Work to be completed: Rewrite the items below so that "lane-occupancy record" becomes "vehicle-count log" everywhere it occurs, changing nothing else.

Records provided:
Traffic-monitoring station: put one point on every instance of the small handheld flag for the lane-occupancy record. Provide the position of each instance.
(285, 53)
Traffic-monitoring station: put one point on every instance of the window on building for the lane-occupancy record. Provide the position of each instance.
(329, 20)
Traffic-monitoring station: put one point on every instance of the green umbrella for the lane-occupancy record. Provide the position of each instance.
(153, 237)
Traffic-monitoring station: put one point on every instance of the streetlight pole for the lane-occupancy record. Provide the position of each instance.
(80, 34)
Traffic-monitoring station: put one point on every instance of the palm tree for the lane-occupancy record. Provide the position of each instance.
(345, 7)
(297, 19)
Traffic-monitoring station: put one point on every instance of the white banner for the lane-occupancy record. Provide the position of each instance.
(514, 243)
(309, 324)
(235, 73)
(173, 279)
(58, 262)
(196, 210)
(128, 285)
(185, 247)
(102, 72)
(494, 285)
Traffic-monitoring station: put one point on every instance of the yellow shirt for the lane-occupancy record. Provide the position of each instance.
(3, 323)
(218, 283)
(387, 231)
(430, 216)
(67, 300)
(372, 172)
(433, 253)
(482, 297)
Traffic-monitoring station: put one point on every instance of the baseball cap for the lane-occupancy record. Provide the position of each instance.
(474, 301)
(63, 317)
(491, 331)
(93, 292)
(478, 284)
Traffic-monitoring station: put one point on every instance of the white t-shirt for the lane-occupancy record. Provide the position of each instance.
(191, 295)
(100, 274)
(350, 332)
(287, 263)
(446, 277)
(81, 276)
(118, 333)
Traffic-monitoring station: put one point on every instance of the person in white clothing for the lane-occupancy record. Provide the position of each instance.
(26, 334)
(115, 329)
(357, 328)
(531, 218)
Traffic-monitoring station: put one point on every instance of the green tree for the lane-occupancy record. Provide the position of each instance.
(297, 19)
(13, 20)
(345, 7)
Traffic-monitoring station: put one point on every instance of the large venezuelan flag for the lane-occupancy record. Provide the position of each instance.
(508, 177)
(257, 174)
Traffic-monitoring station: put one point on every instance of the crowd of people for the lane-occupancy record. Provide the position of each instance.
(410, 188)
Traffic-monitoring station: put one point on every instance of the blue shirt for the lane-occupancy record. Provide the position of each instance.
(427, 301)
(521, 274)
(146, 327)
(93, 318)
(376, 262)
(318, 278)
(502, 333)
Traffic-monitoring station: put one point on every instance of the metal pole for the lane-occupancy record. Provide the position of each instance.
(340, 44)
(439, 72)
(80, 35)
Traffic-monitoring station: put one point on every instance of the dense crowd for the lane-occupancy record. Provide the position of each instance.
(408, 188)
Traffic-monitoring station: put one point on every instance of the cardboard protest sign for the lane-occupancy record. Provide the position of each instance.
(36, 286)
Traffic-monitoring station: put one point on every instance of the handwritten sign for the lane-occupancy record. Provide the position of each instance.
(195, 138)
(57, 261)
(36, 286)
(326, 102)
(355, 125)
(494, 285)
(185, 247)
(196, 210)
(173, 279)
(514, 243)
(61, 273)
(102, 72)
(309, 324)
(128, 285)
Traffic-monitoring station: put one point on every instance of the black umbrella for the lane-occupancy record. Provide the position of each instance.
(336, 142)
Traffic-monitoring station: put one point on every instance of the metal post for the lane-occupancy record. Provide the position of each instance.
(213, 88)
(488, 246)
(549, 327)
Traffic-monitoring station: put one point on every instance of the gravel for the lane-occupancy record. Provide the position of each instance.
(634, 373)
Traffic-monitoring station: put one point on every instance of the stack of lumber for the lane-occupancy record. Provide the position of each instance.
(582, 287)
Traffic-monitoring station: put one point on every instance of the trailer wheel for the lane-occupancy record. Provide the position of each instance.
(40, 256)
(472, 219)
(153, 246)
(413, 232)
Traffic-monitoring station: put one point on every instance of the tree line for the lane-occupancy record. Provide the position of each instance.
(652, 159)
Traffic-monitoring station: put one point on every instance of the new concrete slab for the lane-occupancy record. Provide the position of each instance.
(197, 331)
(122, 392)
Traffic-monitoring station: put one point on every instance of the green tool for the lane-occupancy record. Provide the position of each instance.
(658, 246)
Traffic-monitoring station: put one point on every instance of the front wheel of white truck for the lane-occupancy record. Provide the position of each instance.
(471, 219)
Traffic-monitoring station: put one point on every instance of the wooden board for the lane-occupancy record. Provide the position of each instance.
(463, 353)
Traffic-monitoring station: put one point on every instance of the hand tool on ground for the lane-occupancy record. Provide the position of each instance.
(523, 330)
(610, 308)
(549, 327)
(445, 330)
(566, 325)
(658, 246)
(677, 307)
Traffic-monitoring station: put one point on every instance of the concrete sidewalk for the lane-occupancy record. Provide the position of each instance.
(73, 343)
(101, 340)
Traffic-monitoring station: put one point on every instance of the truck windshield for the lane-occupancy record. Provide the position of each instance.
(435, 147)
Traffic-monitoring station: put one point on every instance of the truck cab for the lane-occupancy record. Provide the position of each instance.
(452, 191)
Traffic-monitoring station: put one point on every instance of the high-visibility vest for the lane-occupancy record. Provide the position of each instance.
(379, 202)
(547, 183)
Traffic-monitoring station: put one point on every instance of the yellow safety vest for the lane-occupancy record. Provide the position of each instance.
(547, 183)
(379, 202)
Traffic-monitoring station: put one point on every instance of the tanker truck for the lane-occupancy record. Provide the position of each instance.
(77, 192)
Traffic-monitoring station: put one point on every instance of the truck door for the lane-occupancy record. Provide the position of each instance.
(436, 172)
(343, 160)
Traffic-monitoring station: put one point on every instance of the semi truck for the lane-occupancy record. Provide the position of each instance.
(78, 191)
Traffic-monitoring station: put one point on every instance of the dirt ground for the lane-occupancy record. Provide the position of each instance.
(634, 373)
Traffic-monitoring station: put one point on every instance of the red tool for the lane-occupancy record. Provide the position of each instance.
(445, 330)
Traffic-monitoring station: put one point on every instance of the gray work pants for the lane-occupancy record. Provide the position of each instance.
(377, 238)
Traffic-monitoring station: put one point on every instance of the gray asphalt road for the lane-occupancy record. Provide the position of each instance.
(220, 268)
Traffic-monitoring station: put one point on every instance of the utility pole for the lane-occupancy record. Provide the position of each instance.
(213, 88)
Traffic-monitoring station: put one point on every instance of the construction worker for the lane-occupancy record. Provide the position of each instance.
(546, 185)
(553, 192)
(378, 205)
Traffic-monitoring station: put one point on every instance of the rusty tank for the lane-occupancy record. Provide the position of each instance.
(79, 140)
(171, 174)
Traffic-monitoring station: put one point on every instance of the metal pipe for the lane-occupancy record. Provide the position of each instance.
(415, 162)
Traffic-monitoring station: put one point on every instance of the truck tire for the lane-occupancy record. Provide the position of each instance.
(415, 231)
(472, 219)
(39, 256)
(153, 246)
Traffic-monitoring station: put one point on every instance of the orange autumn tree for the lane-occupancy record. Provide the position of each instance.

Expected answer:
Traffic-monitoring station: put one point on every instance of the small handheld flag for the vehicle-count log. Provide the position of each instance.
(285, 53)
Traffic-monitoring station: put one point on every instance of the window on building for the vehicle-count log. Provide the position of each instance.
(329, 20)
Traffic-monitoring station: put one point on every instance of the green umbrella for the vehicle-count log. Provide the position of each instance.
(153, 237)
Traffic-monitoring station: put one point on every instance of the streetlight pole for the vehicle-count log. Provide the position of each instance.
(80, 34)
Traffic-monitoring station: put one point on every instance of the palm tree for the vehicle-count log. Provide the position of each instance.
(345, 7)
(297, 19)
Traffic-monitoring station: put one point on every instance of the white banner for the vehicle-count log. Provide the position of each instance.
(514, 243)
(309, 324)
(235, 73)
(173, 279)
(58, 262)
(196, 210)
(128, 285)
(185, 247)
(102, 72)
(494, 285)
Traffic-monitoring station: put one point on every instance of the yellow shirt for the vehicle-count log. Provide the position of each instance.
(3, 323)
(218, 283)
(387, 231)
(430, 216)
(67, 300)
(372, 172)
(433, 253)
(482, 297)
Traffic-monitoring station: put one point on every instance of the baseball cap for the vehicle-count log. Provide the position of each instance.
(474, 301)
(63, 317)
(491, 331)
(93, 292)
(478, 284)
Traffic-monitoring station: put one point on every instance of the white t-shirt for the vehicle-count log. Provide the position of each instance.
(191, 295)
(100, 274)
(350, 332)
(287, 263)
(446, 277)
(81, 276)
(118, 333)
Traffic-monitoring station: put one point on every instance of the person in white clothing for the vehicle-count log. Provide the position of each instance.
(26, 334)
(115, 329)
(357, 328)
(531, 218)
Traffic-monitoring station: put one point on every instance of the green tree for the vehicle-count log. Provide the position of each instance.
(297, 19)
(13, 20)
(345, 7)
Traffic-monitoring station: put one point on every instance of the large venezuelan flag for the vehicle-count log. Provide the position of each instance.
(508, 177)
(257, 174)
Traffic-monitoring station: put one point on every instance of the crowd of people for the vehicle-count log. Provide the position of each instance.
(410, 188)
Traffic-monitoring station: put one point on every instance of the blue shirt for the vehicle-count log. Provide the position of each instance.
(427, 301)
(521, 274)
(146, 327)
(93, 318)
(376, 262)
(318, 278)
(502, 333)
Traffic-monitoring station: put one point on every instance of the metal pole for the vehicle-count log. Provide the position of each instance.
(340, 44)
(439, 72)
(80, 35)
Traffic-monitoring station: put one point on every instance of the dense crowd for the vehicle-count log. Provide the position of each instance.
(408, 188)
Traffic-monitoring station: put one point on every instance of the cardboard protest sign for the vehicle-count log. Provide the position of each instance.
(36, 286)
Traffic-monitoring station: put one point on every instance of the handwritten sign for the vehicle-count log. Provide the position of each instance.
(195, 138)
(57, 261)
(36, 286)
(326, 102)
(355, 125)
(494, 285)
(185, 247)
(196, 210)
(173, 279)
(514, 243)
(61, 273)
(102, 72)
(309, 324)
(128, 285)
Traffic-monitoring station: put one point on every instance of the black umbrella for the vehicle-count log. Provide the position of each instance.
(336, 142)
Traffic-monitoring station: put one point on every instance of the metal post for the vehicle-count log. Provide the position of each instance.
(213, 88)
(488, 246)
(549, 327)
Traffic-monitoring station: put one point on every instance of the gravel for the vehicle-count log. Provide the position of each instance.
(634, 373)
Traffic-monitoring station: put one point on every instance of the stack of lumber for the vehicle-count log. Provide the position of each instance.
(582, 287)
Traffic-monitoring station: put one point on every instance of the trailer wheel for the vehicle-count log. Provide the position of each instance.
(40, 256)
(472, 219)
(153, 246)
(413, 232)
Traffic-monitoring station: put one point on every instance of the tree line for the vehicle-count log. Provide the position of each instance.
(652, 159)
Traffic-monitoring station: put one point on every instance of the new concrete slab for the vehicle-count log. Provide the position of each instance.
(197, 331)
(122, 392)
Traffic-monitoring station: put one point on every instance of the green tool for the vehicle-count log. Provide the position of each instance.
(658, 246)
Traffic-monitoring station: put one point on every instance of the front wheel of white truck for the vehicle-count log. Provide the position of each instance.
(471, 219)
Traffic-monitoring station: put one point on every instance of the wooden board for the vehicle-count log. Provide the position of each instance.
(463, 353)
Traffic-monitoring station: put one point on every instance of the hand tool on ground for the vehicle-count log. Provide the position of each instance.
(523, 330)
(610, 308)
(549, 327)
(445, 330)
(566, 325)
(658, 246)
(677, 307)
Traffic-monitoring station: put one point on every instance of the concrete sidewalk for the vehicle-count log. Provide the position of each instance.
(73, 343)
(101, 340)
Traffic-monitoring station: put one point on every instance of the truck windshield for the vehicle-count log. Provide the position of each instance.
(435, 147)
Traffic-monitoring station: put one point on every instance of the truck cab for the vehicle-count log. Provide the position of each instance.
(452, 191)
Traffic-monitoring station: put one point on every instance of the high-visibility vest for the vehicle-count log. Provide the position of each instance.
(379, 202)
(547, 183)
Traffic-monitoring station: put one point on every instance of the yellow safety vest for the vehicle-count log. Provide the position of each instance.
(547, 183)
(379, 202)
Traffic-monitoring station: put one point on every instance of the tanker truck for the vehicle-count log. Provide the position of each instance.
(77, 192)
Traffic-monitoring station: put one point on every instance of the truck door for the vehicle-count log. Provide the position of each instance.
(436, 172)
(343, 160)
Traffic-monitoring station: put one point on every instance of the semi truck for the vehicle-count log. Provide the position of each instance.
(78, 191)
Traffic-monitoring station: put one point on every instance of the dirt ground for the vehicle-count log. Provide the position of each instance.
(634, 373)
Traffic-monitoring station: put one point on every instance of the red tool for the vehicle-count log. Provide the position of each instance.
(445, 330)
Traffic-monitoring station: put one point on every instance of the gray work pants for the vehicle-count log. Provide the position of each instance.
(377, 238)
Traffic-monitoring station: put one point on every instance of the gray asphalt road for the vehicle-count log. Provide the position of each instance.
(220, 268)
Traffic-monitoring station: put one point on every instance of the utility pole for the vehicle-count log. Provide the position of each instance.
(213, 88)
Traffic-monitoring station: put one point on every instance of the construction worker for the vehicle-count log. Provide the position of each instance.
(546, 185)
(553, 192)
(378, 205)
Traffic-monitoring station: put one point on every instance of the rusty tank for the vehicle-count log. Provide the position of each instance.
(79, 140)
(171, 174)
Traffic-monitoring station: put one point on every instance of the metal pipe for the vehicle-count log. Provide the position of each instance.
(415, 162)
Traffic-monitoring station: put one point on every instance of the truck tire for the vehicle-count log. Provide the position of each instance.
(415, 231)
(472, 219)
(39, 256)
(153, 246)
Traffic-monitoring station: put one point on every instance of the orange autumn tree for the vehicle-count log. Provide the position of each instance.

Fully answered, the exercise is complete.